**HOW TO COMPLETE THIS TASK**.
Nothing but the lines below between the line holding "Every instance of the person" and the line holding "Every instance of the illuminated", inclusive, should appear in the answer, each set down exactly.

**THE DATA**.
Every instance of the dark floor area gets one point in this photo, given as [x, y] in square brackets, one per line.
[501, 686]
==
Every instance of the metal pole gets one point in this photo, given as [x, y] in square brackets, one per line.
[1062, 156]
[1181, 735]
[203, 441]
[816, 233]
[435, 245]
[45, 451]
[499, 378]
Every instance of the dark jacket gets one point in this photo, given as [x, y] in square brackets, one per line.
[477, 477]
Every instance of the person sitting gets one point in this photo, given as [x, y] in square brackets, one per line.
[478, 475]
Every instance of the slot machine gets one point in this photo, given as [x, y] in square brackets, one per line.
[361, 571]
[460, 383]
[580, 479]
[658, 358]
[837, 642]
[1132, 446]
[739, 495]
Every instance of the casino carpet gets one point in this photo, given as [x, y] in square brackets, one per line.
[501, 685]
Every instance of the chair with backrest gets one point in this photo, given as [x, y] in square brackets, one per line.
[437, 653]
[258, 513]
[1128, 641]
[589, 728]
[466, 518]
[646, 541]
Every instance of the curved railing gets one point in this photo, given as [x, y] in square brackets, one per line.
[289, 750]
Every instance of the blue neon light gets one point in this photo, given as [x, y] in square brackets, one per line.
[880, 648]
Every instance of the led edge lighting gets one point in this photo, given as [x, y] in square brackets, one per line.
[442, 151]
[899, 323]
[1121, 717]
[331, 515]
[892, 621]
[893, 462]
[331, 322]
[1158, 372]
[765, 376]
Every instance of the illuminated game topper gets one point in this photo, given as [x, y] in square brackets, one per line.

**WRITTEN REPLY**.
Every instance of the person sitting gets one point in this photo, given as [x, y] in square brackets, one per line.
[478, 475]
Every instance of the slot machine gets one point in this photo, given as [x, y] in square brackets, one per line.
[361, 571]
[460, 383]
[580, 479]
[658, 358]
[837, 642]
[1132, 446]
[739, 495]
Every instance of the casino carpet gets one point in this photo, given as [x, y] in square brackets, one per line.
[501, 685]
Every instance of the chair with backrest gets one point in this photo, given as [x, y] in square brackets, one per line.
[437, 653]
[258, 513]
[1128, 641]
[589, 728]
[466, 518]
[646, 541]
Every instance of the curved railing gets one point in this photo, given as [x, y] in square brackets, one per line.
[289, 750]
Every instance of the blue neon light gets one point in this photo, given as [x, y] in square brackets, one per line.
[880, 648]
Every instance of the led edge lighting gets one point in this photo, given as [x, y] in square brackets, one per line.
[442, 151]
[899, 323]
[1121, 717]
[331, 515]
[892, 621]
[893, 462]
[331, 322]
[1158, 372]
[765, 376]
Every instance of the illuminated game topper gets one point in this photo, given as [x, y] in square brackets, one per line.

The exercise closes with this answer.